_Exercise prompt:_
Lines from the one containing "For each instance of the dirt" to the end of the entries below must be reproduced exactly, with both end lines kept and no other line added.

_Records shown:_

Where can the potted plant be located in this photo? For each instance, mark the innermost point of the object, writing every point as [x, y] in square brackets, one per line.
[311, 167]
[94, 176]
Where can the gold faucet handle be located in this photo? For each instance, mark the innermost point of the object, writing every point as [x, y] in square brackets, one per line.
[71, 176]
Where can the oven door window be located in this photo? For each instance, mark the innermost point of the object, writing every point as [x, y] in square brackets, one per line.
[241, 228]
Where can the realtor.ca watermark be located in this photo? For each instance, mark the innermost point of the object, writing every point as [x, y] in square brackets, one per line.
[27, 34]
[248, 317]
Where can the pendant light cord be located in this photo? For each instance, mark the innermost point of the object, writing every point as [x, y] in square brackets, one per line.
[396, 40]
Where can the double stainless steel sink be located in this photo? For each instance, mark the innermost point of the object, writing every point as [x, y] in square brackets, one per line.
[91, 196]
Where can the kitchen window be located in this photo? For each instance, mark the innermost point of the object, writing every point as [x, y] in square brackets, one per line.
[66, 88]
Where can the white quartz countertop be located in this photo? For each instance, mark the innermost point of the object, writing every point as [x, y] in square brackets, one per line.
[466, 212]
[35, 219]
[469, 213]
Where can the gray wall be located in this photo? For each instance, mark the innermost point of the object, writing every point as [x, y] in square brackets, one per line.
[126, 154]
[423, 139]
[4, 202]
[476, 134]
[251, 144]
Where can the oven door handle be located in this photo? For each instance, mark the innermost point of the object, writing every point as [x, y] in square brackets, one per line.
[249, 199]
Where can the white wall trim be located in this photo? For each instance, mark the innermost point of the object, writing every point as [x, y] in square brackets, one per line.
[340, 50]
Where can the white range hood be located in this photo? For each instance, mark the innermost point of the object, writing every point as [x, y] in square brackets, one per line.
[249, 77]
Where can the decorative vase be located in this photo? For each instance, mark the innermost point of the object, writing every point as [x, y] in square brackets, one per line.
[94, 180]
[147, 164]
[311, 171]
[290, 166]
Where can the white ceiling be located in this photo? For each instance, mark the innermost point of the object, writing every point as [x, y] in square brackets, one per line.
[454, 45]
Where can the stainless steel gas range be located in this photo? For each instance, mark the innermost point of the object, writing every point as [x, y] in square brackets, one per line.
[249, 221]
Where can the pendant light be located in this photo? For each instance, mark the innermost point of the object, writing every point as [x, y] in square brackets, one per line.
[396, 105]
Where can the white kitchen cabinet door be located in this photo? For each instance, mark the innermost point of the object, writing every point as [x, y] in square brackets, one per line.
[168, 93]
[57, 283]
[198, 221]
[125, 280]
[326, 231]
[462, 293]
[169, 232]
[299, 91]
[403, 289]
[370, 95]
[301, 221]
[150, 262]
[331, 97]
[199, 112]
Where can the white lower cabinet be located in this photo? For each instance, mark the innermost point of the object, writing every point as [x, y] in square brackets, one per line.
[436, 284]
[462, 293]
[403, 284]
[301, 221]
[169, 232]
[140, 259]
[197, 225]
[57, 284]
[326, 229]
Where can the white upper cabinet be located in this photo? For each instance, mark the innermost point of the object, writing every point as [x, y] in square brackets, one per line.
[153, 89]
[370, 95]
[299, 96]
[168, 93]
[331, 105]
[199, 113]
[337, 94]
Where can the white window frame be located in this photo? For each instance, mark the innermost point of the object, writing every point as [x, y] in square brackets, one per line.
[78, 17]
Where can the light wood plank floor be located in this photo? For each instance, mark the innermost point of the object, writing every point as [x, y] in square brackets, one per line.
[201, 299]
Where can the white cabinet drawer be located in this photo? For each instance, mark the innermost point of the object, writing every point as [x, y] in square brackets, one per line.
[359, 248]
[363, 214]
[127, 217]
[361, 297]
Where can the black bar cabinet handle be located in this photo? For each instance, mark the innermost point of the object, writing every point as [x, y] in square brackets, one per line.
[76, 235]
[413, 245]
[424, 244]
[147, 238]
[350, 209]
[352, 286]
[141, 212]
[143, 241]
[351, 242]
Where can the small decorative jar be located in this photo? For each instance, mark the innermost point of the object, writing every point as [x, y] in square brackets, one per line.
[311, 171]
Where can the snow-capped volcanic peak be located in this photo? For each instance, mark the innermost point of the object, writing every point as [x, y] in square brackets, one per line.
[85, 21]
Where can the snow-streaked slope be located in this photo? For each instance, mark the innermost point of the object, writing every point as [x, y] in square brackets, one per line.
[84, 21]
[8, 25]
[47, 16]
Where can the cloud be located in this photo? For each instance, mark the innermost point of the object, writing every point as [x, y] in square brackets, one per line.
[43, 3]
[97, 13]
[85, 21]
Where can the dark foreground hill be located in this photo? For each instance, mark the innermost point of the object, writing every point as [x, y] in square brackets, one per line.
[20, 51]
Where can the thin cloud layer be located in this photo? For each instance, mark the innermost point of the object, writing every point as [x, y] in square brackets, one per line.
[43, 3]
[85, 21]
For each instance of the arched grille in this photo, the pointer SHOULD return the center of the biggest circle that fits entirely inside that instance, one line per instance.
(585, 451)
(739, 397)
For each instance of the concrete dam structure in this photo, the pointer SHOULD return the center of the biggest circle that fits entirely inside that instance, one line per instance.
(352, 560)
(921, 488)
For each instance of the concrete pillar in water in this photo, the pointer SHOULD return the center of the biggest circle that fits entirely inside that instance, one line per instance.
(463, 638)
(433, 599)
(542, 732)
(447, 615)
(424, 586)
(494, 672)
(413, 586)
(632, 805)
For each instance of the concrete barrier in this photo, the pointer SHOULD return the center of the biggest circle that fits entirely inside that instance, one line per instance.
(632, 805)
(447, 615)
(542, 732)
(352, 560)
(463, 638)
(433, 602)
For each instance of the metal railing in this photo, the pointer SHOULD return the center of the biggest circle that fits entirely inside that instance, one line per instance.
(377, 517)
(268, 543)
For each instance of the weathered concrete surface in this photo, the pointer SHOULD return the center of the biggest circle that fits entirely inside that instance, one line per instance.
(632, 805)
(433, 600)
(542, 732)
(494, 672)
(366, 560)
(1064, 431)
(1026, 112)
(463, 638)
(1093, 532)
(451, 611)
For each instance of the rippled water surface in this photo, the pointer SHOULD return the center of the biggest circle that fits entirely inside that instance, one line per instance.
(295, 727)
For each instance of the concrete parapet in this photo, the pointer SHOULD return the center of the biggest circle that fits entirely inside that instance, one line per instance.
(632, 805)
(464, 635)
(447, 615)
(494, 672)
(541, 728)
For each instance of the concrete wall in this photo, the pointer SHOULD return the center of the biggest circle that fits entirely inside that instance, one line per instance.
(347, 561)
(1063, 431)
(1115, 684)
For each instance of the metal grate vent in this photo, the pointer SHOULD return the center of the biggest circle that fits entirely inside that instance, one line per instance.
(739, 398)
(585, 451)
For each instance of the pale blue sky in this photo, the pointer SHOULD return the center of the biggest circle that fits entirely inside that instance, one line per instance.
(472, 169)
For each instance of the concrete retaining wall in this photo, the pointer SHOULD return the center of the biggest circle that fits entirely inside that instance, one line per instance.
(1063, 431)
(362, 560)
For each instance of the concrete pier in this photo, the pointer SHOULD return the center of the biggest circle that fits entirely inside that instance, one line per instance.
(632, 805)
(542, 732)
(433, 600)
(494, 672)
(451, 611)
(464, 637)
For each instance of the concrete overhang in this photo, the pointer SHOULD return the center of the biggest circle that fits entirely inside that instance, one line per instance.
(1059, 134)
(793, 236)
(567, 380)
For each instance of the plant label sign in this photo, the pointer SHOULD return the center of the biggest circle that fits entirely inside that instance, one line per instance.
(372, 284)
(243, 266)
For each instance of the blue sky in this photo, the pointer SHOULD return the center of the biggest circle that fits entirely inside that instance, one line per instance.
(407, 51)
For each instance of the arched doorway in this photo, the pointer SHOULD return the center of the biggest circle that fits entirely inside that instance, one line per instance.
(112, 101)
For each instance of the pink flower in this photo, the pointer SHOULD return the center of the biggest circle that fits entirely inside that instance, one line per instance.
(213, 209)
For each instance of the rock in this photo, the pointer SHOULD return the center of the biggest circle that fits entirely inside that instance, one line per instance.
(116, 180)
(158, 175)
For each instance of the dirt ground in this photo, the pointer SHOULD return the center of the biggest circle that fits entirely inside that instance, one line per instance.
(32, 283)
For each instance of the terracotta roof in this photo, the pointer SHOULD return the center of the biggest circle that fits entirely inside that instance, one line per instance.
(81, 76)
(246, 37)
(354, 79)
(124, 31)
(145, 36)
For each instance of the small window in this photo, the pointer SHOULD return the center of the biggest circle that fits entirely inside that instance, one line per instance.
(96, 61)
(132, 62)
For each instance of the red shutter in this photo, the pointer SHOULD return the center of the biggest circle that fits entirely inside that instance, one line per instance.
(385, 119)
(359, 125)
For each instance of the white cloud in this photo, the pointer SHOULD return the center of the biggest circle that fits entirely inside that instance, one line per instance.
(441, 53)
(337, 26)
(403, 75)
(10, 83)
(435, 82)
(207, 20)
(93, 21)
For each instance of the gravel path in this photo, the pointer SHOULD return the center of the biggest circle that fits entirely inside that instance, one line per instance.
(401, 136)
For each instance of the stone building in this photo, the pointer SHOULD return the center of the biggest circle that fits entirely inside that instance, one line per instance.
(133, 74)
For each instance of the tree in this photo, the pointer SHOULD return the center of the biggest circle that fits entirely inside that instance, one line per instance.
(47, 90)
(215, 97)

_Result of this exercise:_
For each instance of the dirt ground in this photo, the pointer SHOULD return the center of the biggest circle that fits entirely inside that instance, one line per instance.
(32, 283)
For each instance of the terracotta roof in this photo, the pointer SHOULD return the center of the biggest circle that fits entirely inside that instance, one line per instance.
(81, 76)
(246, 37)
(354, 79)
(124, 31)
(145, 36)
For each instance of the small window in this photo, the pointer SHOULD return the center of the biggest circle that fits entirely inside that instance, one line per instance.
(96, 61)
(132, 62)
For each instance of the red shutter in this photo, the pointer SHOULD return the center of the biggest circle that fits entirely inside that instance, one line per instance.
(385, 119)
(359, 125)
For each instance of the white cloud in this photo, the pointer SHOULD return the center of the biggest circle that fits entirely inside that instance, one line per instance.
(441, 53)
(337, 26)
(403, 75)
(10, 83)
(435, 82)
(207, 20)
(93, 21)
For each instance of the gravel path in this photo, the pointer SHOULD return the center of the biggest circle that fits entirely inside that instance, one line per instance.
(401, 136)
For each instance of the stone building in this photo, the pointer SHOULD return the center of the biggest circle that fits entirely inside that instance, one line per instance.
(133, 74)
For each instance of the tree in this photo, the pointer SHOULD return the center of the biggest circle that fits entirely inside that instance, one line per instance.
(47, 90)
(215, 97)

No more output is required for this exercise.